▶ _Description of the task_:
Begin at the line containing "the church roof." in the entries below and end at the line containing "of the sidewalk."; transcribe that range exactly and nothing outside it.

▶ _Input data_:
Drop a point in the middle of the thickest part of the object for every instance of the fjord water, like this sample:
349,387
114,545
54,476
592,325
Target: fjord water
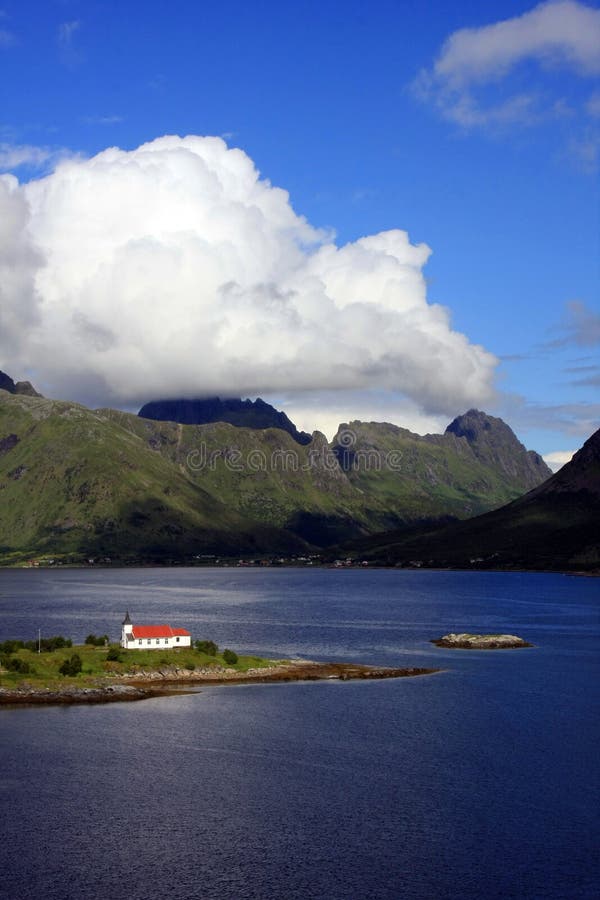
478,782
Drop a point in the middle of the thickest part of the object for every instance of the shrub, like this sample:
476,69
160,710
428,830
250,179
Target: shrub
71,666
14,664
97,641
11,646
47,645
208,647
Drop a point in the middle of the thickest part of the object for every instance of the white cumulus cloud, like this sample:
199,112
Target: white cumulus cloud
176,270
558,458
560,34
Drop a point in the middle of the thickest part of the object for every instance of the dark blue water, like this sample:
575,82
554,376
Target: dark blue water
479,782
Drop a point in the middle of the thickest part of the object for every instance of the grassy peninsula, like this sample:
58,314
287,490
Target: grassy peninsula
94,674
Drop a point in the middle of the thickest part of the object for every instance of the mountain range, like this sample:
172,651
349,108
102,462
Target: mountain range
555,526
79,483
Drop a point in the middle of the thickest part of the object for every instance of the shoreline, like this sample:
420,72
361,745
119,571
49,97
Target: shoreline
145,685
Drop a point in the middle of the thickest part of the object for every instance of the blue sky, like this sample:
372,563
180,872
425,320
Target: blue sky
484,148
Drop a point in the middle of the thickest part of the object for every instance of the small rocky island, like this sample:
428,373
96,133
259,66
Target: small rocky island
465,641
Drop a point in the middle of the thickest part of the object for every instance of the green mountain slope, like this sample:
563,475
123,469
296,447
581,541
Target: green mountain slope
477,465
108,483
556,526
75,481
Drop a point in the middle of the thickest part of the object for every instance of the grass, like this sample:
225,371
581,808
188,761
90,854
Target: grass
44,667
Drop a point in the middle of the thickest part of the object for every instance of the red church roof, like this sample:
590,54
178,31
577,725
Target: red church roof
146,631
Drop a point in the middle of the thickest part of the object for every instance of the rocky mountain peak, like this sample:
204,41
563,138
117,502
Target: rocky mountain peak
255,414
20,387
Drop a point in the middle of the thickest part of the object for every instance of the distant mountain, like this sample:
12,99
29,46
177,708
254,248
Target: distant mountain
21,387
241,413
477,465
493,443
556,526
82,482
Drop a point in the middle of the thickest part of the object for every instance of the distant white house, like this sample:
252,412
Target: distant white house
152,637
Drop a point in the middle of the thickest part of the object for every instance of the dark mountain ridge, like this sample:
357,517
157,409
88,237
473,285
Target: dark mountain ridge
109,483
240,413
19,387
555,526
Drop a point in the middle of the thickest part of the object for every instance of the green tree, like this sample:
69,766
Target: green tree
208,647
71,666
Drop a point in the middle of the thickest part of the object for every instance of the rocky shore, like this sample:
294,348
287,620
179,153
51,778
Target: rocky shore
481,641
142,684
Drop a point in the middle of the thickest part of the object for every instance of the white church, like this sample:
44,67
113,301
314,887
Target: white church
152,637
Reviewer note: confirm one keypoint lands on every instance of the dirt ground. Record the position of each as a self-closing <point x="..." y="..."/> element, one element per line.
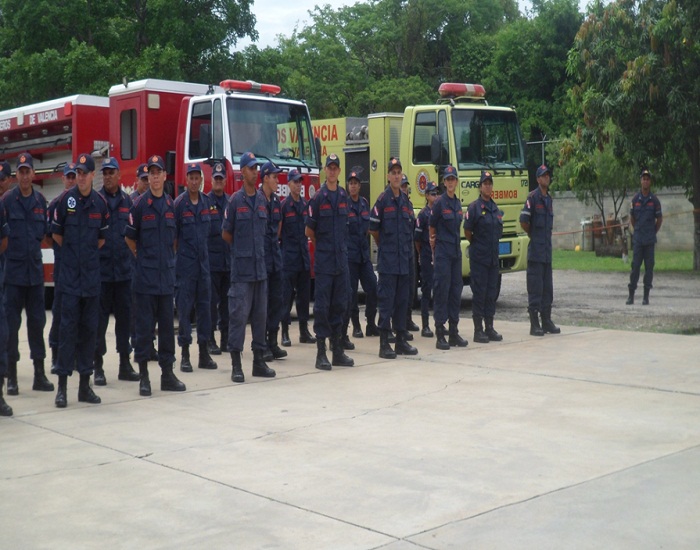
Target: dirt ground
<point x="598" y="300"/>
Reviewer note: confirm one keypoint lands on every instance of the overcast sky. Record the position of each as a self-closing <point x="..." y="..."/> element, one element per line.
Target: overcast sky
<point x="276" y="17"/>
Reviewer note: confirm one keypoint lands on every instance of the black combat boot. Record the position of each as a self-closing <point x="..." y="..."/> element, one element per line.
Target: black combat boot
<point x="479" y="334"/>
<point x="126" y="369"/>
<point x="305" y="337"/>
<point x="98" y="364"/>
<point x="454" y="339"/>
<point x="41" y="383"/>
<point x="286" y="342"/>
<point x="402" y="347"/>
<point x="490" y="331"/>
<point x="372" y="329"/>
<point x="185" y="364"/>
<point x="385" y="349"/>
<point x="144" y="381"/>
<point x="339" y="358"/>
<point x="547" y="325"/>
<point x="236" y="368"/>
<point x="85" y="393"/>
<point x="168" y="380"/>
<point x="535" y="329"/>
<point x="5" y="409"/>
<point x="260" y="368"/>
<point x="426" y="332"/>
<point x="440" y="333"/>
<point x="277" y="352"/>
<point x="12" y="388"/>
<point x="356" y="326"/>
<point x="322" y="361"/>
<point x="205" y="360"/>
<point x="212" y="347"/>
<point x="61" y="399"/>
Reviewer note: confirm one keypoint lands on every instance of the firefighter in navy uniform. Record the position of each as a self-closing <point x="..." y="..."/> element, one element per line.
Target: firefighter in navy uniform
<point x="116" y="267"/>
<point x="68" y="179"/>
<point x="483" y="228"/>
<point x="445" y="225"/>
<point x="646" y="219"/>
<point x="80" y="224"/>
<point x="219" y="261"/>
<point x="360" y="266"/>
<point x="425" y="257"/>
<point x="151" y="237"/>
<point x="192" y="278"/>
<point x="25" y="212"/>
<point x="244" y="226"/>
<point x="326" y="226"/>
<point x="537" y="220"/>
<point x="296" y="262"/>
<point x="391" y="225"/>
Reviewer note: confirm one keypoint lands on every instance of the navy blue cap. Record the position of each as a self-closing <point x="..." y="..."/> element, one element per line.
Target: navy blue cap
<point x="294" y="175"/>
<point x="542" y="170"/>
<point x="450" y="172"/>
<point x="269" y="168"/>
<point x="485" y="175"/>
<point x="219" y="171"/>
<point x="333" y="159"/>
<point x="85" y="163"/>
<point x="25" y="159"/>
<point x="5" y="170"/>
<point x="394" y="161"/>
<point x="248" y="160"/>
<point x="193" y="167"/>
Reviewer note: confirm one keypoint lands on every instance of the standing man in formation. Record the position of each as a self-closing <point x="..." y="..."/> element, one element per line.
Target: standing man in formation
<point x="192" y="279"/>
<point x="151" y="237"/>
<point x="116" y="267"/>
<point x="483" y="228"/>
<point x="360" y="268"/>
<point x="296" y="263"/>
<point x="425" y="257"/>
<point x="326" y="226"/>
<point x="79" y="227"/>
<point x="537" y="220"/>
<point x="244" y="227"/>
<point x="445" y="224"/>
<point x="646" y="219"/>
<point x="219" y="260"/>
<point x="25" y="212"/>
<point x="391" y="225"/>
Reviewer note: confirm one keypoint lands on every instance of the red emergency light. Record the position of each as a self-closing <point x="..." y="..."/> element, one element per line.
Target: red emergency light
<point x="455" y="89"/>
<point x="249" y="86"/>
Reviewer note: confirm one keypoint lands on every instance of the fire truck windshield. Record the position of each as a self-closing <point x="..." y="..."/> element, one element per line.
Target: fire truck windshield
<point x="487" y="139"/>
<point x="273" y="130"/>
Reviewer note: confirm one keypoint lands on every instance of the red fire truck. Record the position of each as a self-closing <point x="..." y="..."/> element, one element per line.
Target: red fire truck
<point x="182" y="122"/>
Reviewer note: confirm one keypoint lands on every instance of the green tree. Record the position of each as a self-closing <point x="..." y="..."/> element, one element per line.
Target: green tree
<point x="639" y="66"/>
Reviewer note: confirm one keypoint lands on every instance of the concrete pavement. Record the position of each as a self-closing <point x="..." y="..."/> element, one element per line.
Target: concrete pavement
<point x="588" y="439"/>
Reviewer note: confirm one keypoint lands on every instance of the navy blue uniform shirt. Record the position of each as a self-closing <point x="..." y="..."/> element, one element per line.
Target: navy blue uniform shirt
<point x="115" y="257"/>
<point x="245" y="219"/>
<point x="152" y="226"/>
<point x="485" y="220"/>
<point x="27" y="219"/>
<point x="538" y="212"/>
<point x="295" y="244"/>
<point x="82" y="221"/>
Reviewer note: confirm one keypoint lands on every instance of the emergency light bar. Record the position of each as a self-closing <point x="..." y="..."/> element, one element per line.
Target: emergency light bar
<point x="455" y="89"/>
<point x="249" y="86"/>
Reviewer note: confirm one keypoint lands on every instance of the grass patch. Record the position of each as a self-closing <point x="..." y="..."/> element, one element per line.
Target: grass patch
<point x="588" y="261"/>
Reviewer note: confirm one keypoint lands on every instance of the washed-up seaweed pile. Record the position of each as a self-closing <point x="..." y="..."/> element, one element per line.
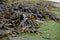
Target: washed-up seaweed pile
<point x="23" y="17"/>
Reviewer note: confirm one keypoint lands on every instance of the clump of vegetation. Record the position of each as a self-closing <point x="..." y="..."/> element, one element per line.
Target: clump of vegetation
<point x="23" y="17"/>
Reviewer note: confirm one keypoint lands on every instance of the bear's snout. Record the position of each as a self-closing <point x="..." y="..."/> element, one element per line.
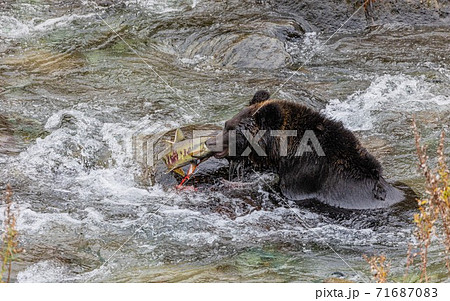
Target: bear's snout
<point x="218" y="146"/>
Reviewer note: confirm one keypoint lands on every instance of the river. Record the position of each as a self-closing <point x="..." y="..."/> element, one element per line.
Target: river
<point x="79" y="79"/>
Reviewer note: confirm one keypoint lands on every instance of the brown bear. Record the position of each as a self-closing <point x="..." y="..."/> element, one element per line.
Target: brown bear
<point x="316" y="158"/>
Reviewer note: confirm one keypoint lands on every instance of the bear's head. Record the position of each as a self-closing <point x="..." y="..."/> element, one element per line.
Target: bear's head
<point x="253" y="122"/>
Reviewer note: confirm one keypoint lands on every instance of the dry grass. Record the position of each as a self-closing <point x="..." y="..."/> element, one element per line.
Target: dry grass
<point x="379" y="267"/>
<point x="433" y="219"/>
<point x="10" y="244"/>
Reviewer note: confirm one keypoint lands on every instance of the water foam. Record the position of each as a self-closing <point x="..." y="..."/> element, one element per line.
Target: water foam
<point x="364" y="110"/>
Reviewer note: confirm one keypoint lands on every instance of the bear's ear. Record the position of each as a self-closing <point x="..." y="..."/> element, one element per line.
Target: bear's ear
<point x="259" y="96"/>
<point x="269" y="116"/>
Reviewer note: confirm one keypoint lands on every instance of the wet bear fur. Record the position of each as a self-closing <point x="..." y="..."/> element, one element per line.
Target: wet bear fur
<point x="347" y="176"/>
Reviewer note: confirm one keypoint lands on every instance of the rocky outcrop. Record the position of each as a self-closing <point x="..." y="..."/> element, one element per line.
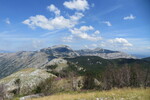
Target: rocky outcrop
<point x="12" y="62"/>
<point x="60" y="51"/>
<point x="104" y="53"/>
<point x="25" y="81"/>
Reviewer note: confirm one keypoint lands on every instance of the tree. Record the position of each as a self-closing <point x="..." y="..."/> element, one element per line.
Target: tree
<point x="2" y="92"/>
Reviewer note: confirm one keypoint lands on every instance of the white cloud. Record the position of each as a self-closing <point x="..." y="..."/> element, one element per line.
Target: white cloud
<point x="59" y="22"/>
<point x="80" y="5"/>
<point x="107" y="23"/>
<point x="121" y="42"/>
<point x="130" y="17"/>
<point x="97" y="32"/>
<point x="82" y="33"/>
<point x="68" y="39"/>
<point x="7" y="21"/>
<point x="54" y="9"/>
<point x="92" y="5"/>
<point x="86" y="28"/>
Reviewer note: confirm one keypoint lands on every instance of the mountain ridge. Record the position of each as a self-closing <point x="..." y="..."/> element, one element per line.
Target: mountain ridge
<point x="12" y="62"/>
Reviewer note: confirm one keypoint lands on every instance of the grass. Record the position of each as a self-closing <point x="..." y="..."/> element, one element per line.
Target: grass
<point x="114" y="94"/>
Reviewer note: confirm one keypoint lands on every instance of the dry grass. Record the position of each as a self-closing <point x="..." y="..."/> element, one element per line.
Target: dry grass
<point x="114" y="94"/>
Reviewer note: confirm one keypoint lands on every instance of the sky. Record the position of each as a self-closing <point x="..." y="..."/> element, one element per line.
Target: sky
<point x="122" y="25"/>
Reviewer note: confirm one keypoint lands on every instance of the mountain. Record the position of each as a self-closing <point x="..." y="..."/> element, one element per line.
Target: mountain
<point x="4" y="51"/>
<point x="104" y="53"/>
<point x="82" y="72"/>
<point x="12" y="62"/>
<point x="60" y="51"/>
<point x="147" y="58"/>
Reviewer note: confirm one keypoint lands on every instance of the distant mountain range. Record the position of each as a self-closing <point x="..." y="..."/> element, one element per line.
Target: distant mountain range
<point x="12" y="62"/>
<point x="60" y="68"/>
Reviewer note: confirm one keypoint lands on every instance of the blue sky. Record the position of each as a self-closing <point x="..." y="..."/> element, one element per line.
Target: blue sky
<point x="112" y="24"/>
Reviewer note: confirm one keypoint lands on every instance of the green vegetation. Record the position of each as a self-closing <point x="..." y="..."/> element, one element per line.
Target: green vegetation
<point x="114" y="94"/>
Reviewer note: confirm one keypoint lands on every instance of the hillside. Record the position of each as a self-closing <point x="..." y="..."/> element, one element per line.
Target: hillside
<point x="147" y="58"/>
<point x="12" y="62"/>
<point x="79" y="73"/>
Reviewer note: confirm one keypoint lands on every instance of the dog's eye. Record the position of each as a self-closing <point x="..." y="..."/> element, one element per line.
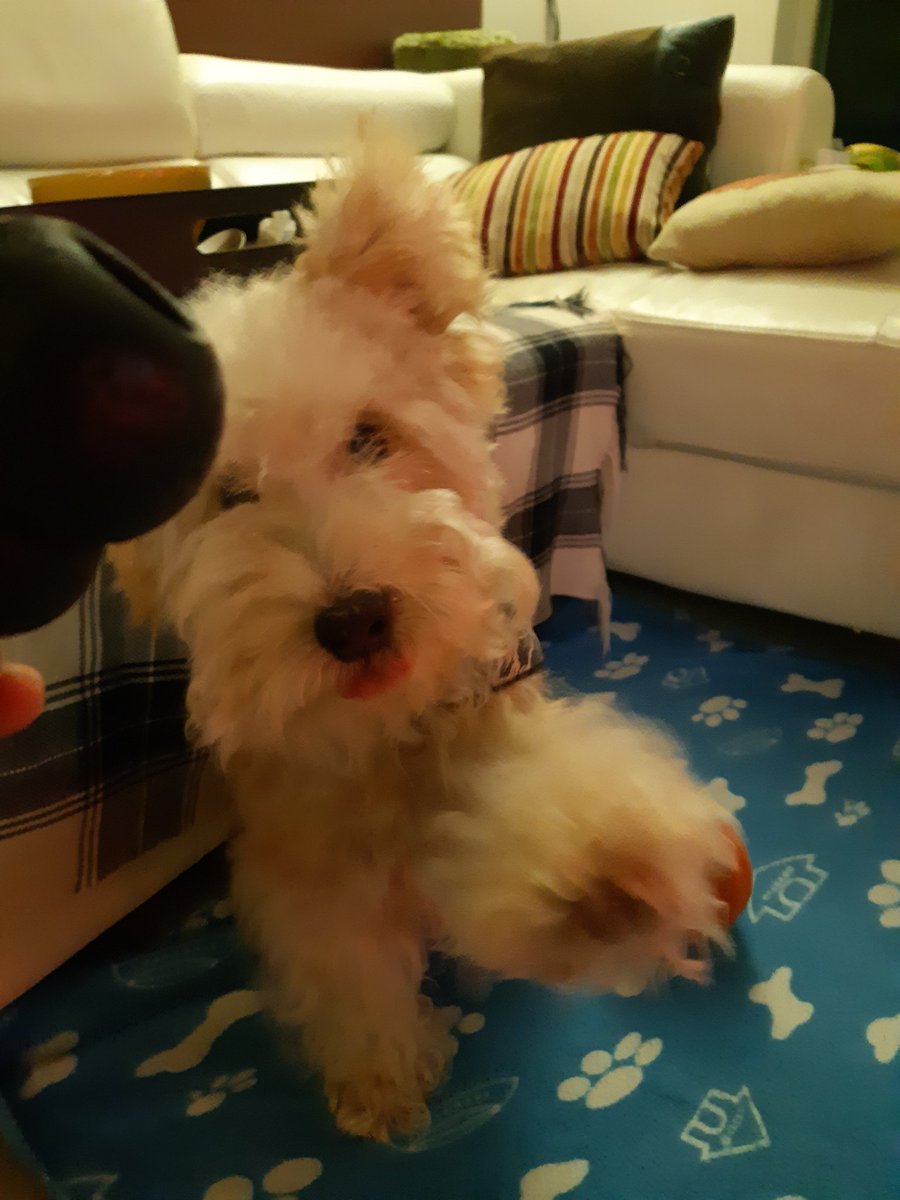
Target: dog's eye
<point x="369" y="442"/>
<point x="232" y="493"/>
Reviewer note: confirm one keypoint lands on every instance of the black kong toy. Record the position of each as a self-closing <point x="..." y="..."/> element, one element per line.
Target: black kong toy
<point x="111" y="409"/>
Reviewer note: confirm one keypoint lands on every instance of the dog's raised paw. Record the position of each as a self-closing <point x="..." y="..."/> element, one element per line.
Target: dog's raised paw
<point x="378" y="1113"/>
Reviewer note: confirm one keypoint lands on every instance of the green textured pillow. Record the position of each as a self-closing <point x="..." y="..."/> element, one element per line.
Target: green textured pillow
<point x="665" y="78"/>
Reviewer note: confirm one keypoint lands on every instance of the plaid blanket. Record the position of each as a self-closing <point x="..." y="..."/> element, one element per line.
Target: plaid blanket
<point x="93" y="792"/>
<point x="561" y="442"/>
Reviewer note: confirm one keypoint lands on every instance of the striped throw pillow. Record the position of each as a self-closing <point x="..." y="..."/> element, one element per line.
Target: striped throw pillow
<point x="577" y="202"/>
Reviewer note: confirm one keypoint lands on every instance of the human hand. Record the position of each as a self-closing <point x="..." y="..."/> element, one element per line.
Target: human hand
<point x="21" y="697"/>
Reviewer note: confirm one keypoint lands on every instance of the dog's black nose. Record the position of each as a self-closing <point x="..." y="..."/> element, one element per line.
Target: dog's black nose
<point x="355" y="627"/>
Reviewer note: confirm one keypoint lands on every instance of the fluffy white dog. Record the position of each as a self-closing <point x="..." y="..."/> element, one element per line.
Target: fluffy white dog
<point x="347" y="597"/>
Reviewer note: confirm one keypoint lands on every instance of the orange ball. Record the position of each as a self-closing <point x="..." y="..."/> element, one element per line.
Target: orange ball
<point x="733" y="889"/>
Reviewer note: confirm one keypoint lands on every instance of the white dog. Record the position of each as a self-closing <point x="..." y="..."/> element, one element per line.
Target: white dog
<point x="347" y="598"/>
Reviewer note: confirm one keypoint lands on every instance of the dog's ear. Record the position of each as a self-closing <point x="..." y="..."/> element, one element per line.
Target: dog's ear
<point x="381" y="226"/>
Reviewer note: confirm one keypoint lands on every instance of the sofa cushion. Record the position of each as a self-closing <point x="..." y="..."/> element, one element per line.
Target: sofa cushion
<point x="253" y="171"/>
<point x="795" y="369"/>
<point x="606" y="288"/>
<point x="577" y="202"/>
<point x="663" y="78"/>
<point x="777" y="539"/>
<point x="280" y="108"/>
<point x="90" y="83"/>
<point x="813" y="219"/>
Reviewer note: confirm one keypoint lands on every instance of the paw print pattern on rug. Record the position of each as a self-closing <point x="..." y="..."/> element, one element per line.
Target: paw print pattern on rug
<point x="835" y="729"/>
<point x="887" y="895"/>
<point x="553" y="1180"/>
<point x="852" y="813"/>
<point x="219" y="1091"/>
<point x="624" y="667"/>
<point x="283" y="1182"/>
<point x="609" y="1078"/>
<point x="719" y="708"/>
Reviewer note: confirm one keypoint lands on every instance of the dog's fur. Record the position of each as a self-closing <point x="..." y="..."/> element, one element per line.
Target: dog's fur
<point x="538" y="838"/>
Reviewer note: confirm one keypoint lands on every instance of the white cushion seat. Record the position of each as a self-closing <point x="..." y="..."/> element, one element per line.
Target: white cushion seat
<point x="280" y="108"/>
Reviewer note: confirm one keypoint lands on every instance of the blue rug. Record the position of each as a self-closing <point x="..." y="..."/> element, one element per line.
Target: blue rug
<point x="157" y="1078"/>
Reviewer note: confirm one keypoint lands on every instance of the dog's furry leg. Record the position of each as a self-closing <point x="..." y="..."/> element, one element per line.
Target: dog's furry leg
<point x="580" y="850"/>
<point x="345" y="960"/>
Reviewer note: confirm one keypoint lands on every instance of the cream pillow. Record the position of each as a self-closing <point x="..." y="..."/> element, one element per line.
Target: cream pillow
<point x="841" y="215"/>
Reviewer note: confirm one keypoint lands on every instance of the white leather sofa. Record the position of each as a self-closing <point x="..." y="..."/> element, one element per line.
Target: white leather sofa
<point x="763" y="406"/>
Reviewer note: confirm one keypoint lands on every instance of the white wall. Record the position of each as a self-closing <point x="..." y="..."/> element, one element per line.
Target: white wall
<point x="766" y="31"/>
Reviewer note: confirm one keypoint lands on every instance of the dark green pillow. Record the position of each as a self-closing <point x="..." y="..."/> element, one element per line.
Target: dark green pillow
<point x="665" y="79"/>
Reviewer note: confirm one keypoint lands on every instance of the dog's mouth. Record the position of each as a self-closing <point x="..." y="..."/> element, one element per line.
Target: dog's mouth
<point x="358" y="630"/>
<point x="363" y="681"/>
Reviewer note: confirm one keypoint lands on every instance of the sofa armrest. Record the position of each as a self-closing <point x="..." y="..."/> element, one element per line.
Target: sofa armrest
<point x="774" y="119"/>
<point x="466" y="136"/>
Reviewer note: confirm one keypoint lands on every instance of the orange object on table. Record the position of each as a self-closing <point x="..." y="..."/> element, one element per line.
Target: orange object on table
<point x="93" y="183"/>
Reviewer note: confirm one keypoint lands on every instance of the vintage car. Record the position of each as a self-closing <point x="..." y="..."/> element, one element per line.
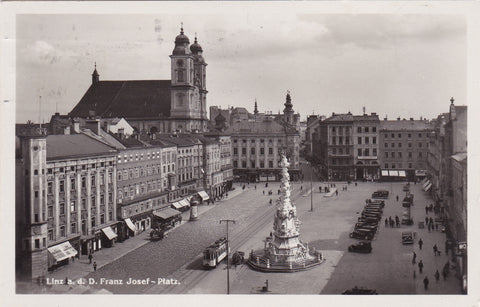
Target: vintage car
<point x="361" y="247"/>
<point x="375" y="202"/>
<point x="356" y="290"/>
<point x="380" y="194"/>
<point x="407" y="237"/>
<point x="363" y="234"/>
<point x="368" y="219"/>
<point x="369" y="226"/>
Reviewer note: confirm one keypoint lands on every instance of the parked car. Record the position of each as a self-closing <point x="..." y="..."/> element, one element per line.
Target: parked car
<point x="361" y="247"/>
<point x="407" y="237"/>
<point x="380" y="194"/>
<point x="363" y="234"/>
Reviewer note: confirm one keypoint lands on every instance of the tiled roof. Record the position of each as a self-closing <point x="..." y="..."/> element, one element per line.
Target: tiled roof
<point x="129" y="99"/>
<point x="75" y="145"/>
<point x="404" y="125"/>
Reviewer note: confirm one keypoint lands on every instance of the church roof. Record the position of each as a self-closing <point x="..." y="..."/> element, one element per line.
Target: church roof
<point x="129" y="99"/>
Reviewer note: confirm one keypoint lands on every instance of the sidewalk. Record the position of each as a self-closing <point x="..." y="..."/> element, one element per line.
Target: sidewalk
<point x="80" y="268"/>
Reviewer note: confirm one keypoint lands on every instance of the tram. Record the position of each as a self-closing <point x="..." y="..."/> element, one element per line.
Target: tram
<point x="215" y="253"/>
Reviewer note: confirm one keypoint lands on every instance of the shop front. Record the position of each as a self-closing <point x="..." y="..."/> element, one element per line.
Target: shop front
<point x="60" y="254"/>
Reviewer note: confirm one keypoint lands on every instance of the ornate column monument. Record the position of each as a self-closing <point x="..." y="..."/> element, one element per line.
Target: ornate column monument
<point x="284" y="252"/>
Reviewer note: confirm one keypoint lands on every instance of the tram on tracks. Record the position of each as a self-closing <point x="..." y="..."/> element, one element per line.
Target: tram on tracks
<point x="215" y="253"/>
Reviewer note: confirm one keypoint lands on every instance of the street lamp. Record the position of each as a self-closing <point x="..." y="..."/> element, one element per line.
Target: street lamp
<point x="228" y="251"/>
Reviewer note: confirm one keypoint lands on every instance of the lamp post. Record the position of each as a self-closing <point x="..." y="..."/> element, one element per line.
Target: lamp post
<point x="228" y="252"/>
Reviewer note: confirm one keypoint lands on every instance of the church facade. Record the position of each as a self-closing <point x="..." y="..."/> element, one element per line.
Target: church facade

▶ _Exercise answer_:
Reviewer note: confirm one keypoint lands on every instance of the church roof. Record the position of each as a self-closing <point x="..." y="..."/> element, one element per line.
Target: church roof
<point x="129" y="99"/>
Reviewer note: confirm one keypoint lands on every instance of the sidewalk. Record the position of each as a self-closing <point x="..." y="..."/> element, one element per line.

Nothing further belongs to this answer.